[WRITTEN INSTRUCTION]:
Write out every record below exactly as it appears.

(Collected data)

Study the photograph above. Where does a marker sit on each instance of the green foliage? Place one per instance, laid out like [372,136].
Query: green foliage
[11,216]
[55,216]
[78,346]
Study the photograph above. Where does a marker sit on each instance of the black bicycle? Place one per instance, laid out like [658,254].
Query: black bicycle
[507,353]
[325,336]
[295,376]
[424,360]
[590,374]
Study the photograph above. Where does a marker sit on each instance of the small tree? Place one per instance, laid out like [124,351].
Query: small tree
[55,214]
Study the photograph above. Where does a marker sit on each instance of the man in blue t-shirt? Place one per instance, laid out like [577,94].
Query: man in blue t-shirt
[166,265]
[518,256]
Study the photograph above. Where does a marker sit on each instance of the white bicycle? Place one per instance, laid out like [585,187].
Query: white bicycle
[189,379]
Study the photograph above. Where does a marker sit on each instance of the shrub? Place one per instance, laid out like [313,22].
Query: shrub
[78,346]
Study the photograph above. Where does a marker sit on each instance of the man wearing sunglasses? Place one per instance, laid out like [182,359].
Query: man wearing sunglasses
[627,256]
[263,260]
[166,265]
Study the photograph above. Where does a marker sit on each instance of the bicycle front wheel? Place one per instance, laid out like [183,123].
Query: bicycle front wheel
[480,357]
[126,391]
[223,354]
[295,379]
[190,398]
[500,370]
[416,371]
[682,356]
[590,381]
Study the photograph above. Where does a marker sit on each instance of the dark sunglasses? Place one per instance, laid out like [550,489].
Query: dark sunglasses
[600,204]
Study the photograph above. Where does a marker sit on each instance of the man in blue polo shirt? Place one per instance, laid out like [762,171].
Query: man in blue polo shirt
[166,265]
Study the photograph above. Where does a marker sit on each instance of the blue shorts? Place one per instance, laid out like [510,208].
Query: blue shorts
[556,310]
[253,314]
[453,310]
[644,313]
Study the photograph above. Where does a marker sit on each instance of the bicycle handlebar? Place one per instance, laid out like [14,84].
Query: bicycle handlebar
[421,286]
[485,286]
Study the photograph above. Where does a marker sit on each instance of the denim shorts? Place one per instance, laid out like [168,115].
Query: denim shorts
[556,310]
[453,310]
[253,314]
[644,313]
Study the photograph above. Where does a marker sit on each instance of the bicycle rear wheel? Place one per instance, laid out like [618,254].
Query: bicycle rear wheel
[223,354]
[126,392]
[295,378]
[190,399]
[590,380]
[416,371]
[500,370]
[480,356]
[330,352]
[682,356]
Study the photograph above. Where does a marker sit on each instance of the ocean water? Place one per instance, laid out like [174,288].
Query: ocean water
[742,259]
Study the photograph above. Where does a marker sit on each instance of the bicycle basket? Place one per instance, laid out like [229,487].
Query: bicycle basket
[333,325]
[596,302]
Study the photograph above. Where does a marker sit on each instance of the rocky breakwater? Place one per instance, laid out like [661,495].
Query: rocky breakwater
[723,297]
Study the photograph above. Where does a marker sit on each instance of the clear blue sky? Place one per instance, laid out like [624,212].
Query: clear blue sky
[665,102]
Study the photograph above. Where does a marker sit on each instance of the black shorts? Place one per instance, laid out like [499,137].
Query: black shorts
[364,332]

[TASK RESULT]:
Study the photograph above. Where does a marker sit on each instance of the green foliage? Place one per instance, laid out like [372,136].
Query: green foliage
[11,216]
[55,216]
[78,346]
Study the photograph above. Where does a marker sit on each instance of the black bicycle? Place one per instance, laid out like [658,254].
Query: black bicycle
[507,353]
[325,336]
[295,376]
[424,360]
[590,374]
Study the photograph above. Where does a marker sit on each instance of the small tree? Place one per instance, laid out like [124,351].
Query: small tree
[55,214]
Study the photograph above. Where does a marker sit on each instance of the man in blue t-shirt? Place one per instance, laid out like [577,94].
Query: man in blue t-shirt
[166,265]
[518,256]
Study the photograph above. Where does a marker sit on each instance of the white bicycle? Place one per instance, laid out like [585,187].
Query: white bicycle
[189,379]
Study the photograph above. Where does a marker sit on each instance of the shrub? Place one per instance, laid out like [313,22].
Query: shrub
[78,346]
Study the photograph above. Where does a marker sit on each instance of the man wearing sunglasses? Place one per instance, laid out like [182,359].
Query: man wearing sunglasses
[627,256]
[263,260]
[166,265]
Study the photograph above. Where does a marker sit on each instance of the bicycle front wheel? Place one per instance, laid out like [183,123].
Query: bicycle front wheel
[480,357]
[126,391]
[223,354]
[295,379]
[190,398]
[500,370]
[416,371]
[682,356]
[590,381]
Study the photograph above. Where does a marker sit on each instance of the dark sunglasses? Place one per instance, laid out like [550,489].
Query: dark sunglasses
[600,204]
Study the photograph above. Where does a marker sit on each instance of the man in blue polo shirt? Place one per instance, laid out like [762,171].
Query: man in blue polo shirt
[166,265]
Study the photograph above. Where does a marker sit on each instance of the blue shorts? Place one per instance, laid out like [510,208].
Query: blue shorts
[556,310]
[253,314]
[453,310]
[644,313]
Study the photograph above. Where does a marker sit on each instance of the bicycle handlebar? Place one per instance, laid out like [14,84].
Query: bicycle handlebar
[421,286]
[485,286]
Study the photograph above. Where does a marker sit on each instance of the denim shorts? Place one per instance, laid out like [168,115].
Query: denim shorts
[556,310]
[453,310]
[253,314]
[644,313]
Study the photograph above. Where does a marker sit on each instance of the bicycle rear wheel? Place one per instance, laid out like [618,254].
Query: bicycle rear wheel
[223,354]
[126,392]
[295,378]
[190,399]
[590,380]
[416,371]
[500,370]
[480,356]
[330,352]
[682,356]
Study the photograph above. Where does a marker sit on each instance of the ocean water? Place one per instance, laid out like [174,288].
Query: ocean water
[742,259]
Study the photograph above. Where does a marker sit on each instance of the bicycle basket? Place one per instance, laid out like [229,487].
Query: bicycle basket
[333,325]
[596,302]
Study the photograph above. Where does a marker sit on each instance of the rocky breakwater? Place one per instance, laid out like [661,495].
Query: rocky breakwater
[723,297]
Study the photograph above. Where does a marker sit on each instance of the clear blue sky? Place one per instance, laid out like [624,212].
Query: clear blue sky
[665,102]
Study the photograph above. Where does a marker sit on each instance of the black shorts? Place one per instance, laid out like [499,137].
Query: black shorts
[364,332]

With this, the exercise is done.